*Brano scelto*
Ascensione del Signore (A)

La Parola
Commento di Cettina Militello
Vita Pastorale (n. 4/2017)



ANNO A – 28 maggio 2017
Ascensione del Signore

At 1,1-11
Ef 1,17-23
Mt 28,16-20
(Visualizza i brani delle Letture)


PORTARE OVUNQUE
IL GIOIOSO ANNUNCIO

«Ed ecco, io sono con voi tutti i giorni, sino al« la fine del mondo». Queste parole sigillano nel vangelo di Matteo la vicenda di Gesù. Sono le sue parole ultime prima che venga elevato al cielo.

Su questo evento convergono oggi le letture. Nella prima, con consumata abilità, Luca, indirizzandosi allo stesso interlocutore del suo Vangelo, Teofilo (alla lettera: amico di Dio), si riallaccia a quanto ha già narrato: al capitolo 24 l'ascensione è collocata nel giorno stesso di Pasqua. Nella diversa cornice temporale dei "quaranta giorni", anch'essa liturgica, all'interno di un "prologo" denso, ci offre il racconto dettagliato dell'ultimo stare a mensa di Gesù con i suoi, delle parole relative alla promessa del battesimo in Spirito Santo. Luca insiste già subito su colui che è il vero protagonista nella vicenda della comunità nascente. Tant'è che degli apostoli stessi dice che Gesù se li è scelti per mezzo dello Spirito Santo. Ovviamente insiste anche sul rapporto che Gesù ha coltivato con essi nei giorni dopo la risurrezione, durante i quali si è mostrato loro e li ha ammaestrati. Ora, appunto, stando a tavola, ordina che non si allontanino da Gerusalemme, ma attendano lì, nella città santa, il compiersi della promessa.
Meraviglia che in un contesto così solenne i suoi gli chiedano se è quello il tempo in cui ricostruirà il regno d'Israele. Segno paradossale di un'intelligenza inadeguata di quanto Gesù ha detto e ha fatto. Si tratta però, forse, di una domanda retorica, che consente all'autore di esplicitare quanto di lì a poco accadrà: riceveranno la forza dello Spirito e gli saranno testimoni sino ai confini della terra. Detto questo, Gesù viene elevato verso l'alto e una nube lo sottrae ai loro occhi. L'evento teofanico - la nube è emblema dello Spirito - ha la sua interpretazione nelle parole di due uomini in bianche vesti che li distolgono dal fissare il cielo e li avvertono: «Questo Gesù, che di mezzo a voi è stato assunto in cielo, verrà allo stesso modo in cui l'avete visto andare in cielo». Il tempo della Chiesa, tempo dell'azione dello Spirito, sta dunque tra l'ascendere di Gesù e il suo ritorno. La comunità, costituita nello Spirito, vivrà da questo momento in poi la tensione della sua attesa.

*Compiti*
• 1. Trascrivi il passo del commento sull'Ascensione che comincia con «ANNO A – 28» e finisce con «elevato al cielo.».
• 2. Stabilisci se le affermazioni seguenti concordano con il commento sull'Ascensione. Per ciascuna rispondi sì o no e cita alla lettera le parole che lo dimostrano: (a) nella prima lettura Luca si rivolge a Teofilo; (b) Gesù ordina agli apostoli di allontanarsi da Gerusalemme; (c) la nube è emblema dello Spirito.

*Insieme di dati*

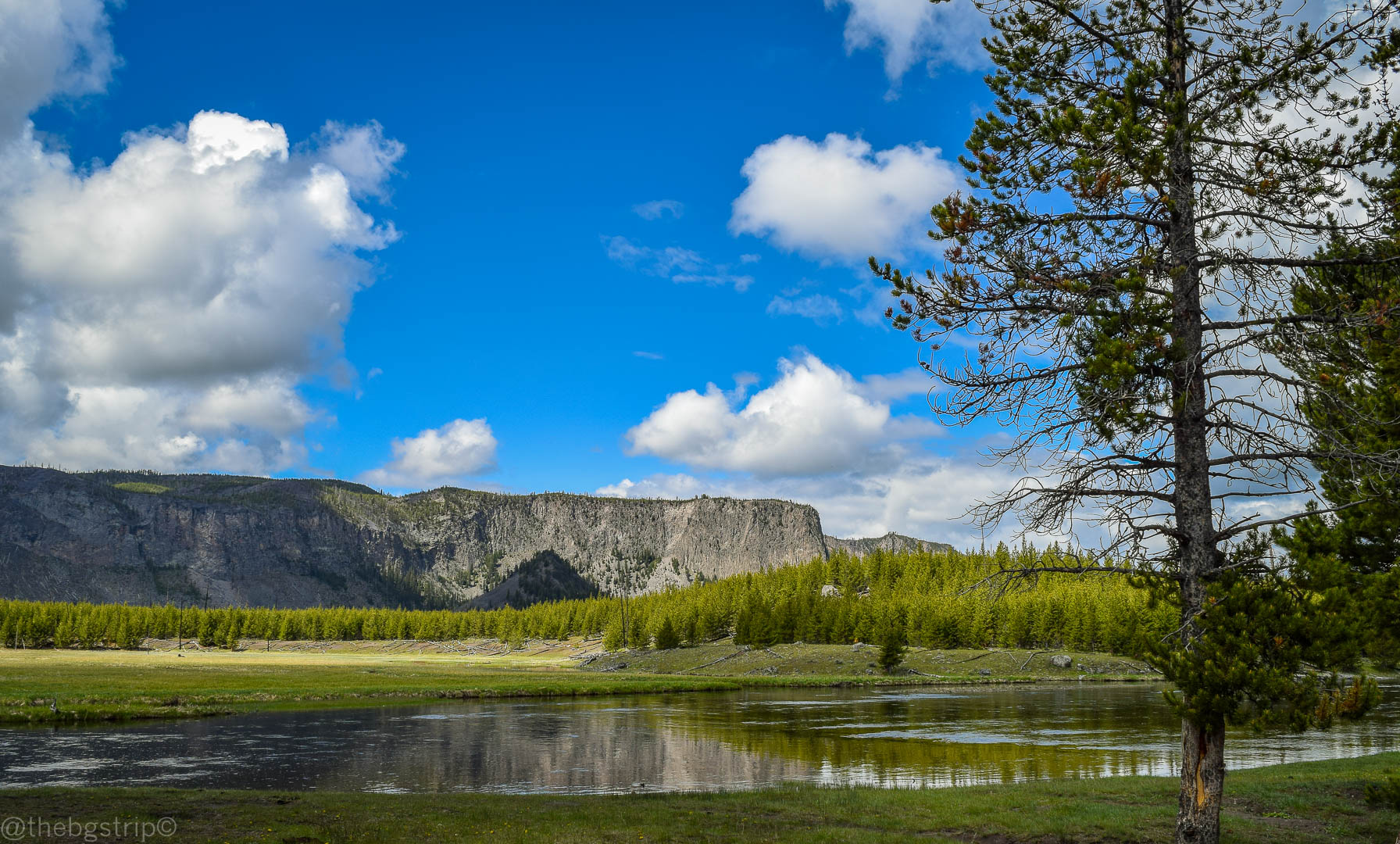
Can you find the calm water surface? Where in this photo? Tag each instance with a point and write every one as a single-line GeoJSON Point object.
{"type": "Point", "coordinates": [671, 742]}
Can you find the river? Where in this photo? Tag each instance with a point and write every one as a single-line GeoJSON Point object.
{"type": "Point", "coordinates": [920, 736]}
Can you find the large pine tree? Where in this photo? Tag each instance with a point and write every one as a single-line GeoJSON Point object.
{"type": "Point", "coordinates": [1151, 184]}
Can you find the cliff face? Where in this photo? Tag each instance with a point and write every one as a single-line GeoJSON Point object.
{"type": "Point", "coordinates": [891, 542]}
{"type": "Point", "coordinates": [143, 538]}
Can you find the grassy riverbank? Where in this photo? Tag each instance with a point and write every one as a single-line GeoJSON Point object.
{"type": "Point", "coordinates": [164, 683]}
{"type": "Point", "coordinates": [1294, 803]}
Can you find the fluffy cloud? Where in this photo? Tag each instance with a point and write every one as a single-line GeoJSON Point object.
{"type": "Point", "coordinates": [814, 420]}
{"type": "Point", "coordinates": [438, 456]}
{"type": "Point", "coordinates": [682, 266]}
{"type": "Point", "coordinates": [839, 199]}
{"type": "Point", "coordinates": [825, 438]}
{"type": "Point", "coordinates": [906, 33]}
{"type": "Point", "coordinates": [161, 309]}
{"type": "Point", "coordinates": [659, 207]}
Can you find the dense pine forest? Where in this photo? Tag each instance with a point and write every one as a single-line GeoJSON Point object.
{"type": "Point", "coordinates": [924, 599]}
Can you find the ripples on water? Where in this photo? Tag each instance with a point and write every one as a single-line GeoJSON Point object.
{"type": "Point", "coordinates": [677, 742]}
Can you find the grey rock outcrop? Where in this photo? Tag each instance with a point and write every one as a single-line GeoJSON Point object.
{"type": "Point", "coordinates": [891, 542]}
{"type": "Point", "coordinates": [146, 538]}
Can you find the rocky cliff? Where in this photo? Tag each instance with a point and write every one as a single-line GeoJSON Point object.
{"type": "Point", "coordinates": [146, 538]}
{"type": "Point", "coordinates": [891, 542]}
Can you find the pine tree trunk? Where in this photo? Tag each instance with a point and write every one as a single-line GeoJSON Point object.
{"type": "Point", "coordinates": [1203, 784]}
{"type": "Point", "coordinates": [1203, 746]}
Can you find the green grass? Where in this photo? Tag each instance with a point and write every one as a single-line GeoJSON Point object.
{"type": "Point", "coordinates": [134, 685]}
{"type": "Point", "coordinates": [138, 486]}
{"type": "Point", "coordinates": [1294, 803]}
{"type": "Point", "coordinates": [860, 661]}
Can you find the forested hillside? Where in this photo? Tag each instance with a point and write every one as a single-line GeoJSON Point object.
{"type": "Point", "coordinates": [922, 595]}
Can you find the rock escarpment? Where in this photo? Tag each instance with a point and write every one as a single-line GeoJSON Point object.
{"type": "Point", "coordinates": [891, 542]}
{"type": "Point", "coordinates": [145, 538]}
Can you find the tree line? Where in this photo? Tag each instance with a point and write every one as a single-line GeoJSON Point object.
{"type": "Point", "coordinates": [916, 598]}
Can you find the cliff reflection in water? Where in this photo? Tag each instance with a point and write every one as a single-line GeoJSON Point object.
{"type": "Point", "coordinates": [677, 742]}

==

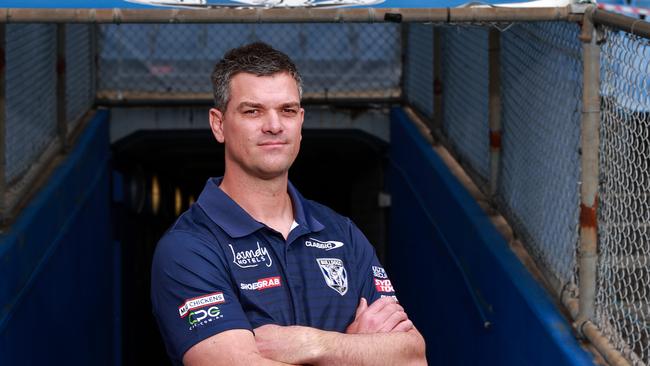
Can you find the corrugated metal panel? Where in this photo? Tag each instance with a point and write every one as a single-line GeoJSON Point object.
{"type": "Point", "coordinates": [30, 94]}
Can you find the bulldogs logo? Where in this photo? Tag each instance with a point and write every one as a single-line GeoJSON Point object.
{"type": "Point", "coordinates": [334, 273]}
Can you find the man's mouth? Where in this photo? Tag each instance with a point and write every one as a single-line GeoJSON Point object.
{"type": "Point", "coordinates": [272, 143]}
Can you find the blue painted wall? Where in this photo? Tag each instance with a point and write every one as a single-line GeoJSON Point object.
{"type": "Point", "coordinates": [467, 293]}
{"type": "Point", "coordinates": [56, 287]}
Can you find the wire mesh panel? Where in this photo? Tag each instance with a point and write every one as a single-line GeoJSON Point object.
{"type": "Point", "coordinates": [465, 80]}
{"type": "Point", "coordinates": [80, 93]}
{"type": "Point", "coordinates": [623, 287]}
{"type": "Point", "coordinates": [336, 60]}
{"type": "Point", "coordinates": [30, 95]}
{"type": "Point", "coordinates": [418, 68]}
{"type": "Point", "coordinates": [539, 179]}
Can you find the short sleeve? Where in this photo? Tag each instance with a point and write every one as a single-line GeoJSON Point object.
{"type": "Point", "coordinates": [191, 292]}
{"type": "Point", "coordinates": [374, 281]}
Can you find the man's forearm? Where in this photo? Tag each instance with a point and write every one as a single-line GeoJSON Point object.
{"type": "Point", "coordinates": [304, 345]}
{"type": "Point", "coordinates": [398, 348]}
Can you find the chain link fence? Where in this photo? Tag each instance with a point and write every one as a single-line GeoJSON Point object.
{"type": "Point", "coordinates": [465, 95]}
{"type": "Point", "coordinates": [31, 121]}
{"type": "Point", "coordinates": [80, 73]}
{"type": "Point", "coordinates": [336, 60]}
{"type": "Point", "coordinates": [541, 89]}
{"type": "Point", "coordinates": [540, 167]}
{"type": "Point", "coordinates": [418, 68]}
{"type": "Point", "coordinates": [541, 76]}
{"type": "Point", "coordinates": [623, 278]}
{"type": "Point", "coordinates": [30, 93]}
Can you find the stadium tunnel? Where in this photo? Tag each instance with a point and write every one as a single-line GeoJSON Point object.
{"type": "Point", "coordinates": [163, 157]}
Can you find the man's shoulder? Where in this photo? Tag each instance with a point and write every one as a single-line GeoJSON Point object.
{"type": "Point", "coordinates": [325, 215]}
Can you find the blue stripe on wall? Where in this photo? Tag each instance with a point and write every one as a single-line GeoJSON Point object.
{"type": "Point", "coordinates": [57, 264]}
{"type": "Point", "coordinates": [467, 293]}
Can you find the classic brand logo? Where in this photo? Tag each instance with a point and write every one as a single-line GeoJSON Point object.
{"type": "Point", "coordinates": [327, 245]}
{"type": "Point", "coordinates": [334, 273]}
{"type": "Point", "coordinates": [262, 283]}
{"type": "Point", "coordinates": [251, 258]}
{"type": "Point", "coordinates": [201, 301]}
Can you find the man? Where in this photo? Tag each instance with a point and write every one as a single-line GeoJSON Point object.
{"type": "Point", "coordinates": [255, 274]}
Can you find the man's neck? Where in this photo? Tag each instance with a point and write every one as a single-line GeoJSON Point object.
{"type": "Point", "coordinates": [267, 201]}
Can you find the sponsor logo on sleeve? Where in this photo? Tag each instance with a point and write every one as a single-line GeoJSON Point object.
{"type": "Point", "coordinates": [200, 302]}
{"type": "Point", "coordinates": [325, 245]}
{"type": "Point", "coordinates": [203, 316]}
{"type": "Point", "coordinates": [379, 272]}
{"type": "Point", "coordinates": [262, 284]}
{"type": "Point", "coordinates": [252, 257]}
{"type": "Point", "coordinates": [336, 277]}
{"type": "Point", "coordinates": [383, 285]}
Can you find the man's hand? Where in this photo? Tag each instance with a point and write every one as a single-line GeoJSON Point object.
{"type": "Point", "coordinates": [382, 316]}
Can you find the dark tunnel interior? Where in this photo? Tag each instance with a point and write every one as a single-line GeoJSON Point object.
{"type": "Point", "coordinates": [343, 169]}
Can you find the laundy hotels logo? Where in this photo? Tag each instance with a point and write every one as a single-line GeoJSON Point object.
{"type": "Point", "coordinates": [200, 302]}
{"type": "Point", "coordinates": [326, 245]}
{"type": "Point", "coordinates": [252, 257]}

* * *

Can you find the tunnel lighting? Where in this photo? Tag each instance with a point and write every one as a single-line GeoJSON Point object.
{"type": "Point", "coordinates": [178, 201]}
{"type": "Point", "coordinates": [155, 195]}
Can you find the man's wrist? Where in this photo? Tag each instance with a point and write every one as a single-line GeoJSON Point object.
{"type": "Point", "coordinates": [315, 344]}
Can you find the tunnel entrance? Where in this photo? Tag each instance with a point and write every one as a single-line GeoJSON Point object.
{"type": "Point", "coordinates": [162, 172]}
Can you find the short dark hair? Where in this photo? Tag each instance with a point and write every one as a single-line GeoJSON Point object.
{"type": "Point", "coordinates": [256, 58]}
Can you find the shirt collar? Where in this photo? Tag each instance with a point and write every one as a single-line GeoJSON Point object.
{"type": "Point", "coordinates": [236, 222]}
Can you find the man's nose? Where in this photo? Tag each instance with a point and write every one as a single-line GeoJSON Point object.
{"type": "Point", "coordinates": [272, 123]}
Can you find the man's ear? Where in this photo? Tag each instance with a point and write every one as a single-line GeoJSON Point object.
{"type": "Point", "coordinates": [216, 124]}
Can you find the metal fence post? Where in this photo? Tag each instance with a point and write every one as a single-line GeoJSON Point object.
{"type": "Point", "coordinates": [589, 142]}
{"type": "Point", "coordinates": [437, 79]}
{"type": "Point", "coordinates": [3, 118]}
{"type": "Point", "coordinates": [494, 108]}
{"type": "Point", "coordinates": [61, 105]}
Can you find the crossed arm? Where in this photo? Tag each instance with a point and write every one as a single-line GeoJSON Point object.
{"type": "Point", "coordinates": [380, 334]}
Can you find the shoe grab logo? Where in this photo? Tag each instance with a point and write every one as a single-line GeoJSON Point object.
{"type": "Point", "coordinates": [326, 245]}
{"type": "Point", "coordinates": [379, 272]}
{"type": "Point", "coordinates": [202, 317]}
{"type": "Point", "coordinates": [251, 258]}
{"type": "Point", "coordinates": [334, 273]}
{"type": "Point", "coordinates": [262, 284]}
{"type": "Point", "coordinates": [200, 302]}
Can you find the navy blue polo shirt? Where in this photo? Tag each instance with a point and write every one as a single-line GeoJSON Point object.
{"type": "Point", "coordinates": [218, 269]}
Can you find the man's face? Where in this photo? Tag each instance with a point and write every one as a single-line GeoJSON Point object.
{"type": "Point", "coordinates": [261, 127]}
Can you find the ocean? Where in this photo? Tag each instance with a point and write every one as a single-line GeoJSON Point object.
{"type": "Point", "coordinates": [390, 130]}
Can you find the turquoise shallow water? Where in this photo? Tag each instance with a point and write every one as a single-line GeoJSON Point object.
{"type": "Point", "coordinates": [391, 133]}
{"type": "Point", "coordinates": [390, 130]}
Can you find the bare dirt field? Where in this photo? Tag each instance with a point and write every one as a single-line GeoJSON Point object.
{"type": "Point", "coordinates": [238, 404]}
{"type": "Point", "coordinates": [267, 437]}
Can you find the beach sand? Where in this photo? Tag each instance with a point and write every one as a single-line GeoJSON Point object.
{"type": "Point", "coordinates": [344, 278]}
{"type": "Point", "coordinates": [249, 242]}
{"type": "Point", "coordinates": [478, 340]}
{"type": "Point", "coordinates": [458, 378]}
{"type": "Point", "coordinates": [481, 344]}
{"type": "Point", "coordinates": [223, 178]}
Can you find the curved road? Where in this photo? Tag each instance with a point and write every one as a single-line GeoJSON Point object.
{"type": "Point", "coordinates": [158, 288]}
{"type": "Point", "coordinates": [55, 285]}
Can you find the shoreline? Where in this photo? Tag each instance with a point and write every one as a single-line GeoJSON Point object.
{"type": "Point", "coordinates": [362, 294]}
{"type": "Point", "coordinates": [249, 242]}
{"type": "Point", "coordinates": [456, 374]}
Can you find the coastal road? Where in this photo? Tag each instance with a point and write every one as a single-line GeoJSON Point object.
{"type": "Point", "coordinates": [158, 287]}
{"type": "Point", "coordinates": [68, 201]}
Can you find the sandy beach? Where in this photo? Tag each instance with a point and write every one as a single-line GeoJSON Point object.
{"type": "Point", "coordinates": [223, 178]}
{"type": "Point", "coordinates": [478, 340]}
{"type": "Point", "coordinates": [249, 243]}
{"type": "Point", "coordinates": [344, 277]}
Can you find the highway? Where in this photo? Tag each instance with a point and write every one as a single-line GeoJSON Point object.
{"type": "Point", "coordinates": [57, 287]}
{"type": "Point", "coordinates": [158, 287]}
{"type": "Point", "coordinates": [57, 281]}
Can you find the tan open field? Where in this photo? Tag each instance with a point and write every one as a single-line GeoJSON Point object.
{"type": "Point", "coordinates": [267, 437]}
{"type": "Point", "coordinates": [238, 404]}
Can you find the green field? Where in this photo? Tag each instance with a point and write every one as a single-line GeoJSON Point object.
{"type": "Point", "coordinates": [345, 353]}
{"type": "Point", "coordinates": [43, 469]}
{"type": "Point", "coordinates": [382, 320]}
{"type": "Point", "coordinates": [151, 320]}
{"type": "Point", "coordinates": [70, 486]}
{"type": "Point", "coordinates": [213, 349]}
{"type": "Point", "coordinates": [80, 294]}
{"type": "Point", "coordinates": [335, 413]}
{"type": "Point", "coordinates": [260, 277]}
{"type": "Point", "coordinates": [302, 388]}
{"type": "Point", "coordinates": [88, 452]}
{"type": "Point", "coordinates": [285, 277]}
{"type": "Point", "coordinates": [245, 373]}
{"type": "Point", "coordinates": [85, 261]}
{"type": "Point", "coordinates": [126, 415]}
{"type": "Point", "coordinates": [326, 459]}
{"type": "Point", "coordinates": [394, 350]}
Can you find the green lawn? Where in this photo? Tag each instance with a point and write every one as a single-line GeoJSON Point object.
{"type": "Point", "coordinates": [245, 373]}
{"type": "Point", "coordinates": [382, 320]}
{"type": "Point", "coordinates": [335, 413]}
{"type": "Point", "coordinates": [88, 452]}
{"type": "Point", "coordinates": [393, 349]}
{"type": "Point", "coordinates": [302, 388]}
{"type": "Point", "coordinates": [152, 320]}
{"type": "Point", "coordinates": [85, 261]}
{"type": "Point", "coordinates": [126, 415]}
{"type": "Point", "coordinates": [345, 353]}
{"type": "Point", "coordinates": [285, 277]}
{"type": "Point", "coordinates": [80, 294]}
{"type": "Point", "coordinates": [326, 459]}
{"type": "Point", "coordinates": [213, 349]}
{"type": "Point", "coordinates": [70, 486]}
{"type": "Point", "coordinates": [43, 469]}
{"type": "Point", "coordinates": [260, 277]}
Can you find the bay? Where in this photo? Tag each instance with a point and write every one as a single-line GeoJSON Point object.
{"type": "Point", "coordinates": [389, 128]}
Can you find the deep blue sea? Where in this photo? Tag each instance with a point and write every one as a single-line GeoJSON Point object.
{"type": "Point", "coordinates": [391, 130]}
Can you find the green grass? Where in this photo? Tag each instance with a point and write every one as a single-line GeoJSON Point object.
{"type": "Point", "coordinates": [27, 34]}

*Risultati in ordine*
• 1.
ANNO A – 28 maggio 2017
Ascensione del Signore

At 1,1-11
Ef 1,17-23
Mt 28,16-20
(Visualizza i brani delle Letture)


PORTARE OVUNQUE
IL GIOIOSO ANNUNCIO

«Ed ecco, io sono con voi tutti i giorni, sino al« la fine del mondo». Queste parole sigillano nel vangelo di Matteo la vicenda di Gesù. Sono le sue parole ultime prima che venga elevato al cielo.

• 2.
(a) Sì: «indirizzandosi allo stesso interlocutore del suo Vangelo, Teofilo».
(b) No: «ordina che non si allontanino da Gerusalemme».
(c) Sì: «la nube è emblema dello Spirito».